▶ [WHAT TO WORK ON]
Rewrite the lines below, changing every "Query" to "Search" and keeping everything else the same. Leave the pictures out of your answer.

(Image object location entries)
________________________________________

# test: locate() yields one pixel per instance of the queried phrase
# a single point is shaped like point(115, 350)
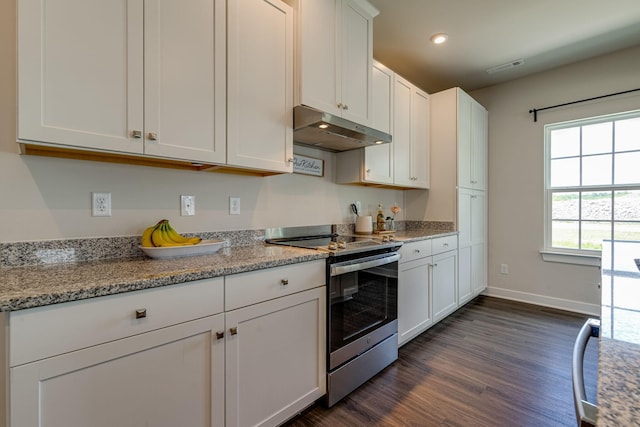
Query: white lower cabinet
point(275, 358)
point(165, 378)
point(445, 269)
point(144, 358)
point(172, 356)
point(427, 285)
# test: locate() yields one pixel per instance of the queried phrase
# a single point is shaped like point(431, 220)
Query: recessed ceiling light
point(439, 38)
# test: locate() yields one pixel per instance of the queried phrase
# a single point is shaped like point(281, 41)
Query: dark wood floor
point(492, 363)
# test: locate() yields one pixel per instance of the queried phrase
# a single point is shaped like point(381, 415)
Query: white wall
point(516, 174)
point(46, 198)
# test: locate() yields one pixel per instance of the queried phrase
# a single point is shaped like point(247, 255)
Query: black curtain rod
point(535, 110)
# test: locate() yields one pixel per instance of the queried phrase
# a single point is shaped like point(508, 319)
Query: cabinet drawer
point(51, 330)
point(443, 244)
point(415, 250)
point(256, 286)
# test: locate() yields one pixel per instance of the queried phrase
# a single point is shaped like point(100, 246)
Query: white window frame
point(567, 255)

________________________________________

▶ [RESULT BELOW]
# test: locate() yields one pixel per instance of the queried phrase
# a single point is shaped like point(115, 350)
Search: white lower cabinet
point(275, 358)
point(165, 378)
point(445, 269)
point(144, 358)
point(172, 356)
point(427, 285)
# test: locate() yields one pixel per instance of the queried phrase
# a single point is shaped like point(431, 220)
Search: recessed ceiling light
point(439, 38)
# test: locate() yields one pixel per instance of the queried phrase
# a single point is shaped like point(281, 41)
Search: dark wood floor
point(492, 363)
# test: locate() yields one pixel per instance of the queried phrase
# a single point is shaped like point(381, 415)
Search: white wall
point(516, 174)
point(46, 198)
# test: locate() yields one pixel per instance of the queried phrase
# a single point is shaped like point(247, 255)
Search: black curtain rod
point(535, 110)
# test: locate() yields one pixel per instance of the queried phrase
# a single point is shaped like point(508, 319)
Search: cabinet drawer
point(51, 330)
point(443, 244)
point(415, 250)
point(256, 286)
# test: locate() yields one pixel per instance of the queried phrase
# a single point is shaped like point(100, 246)
Search: white window frame
point(567, 255)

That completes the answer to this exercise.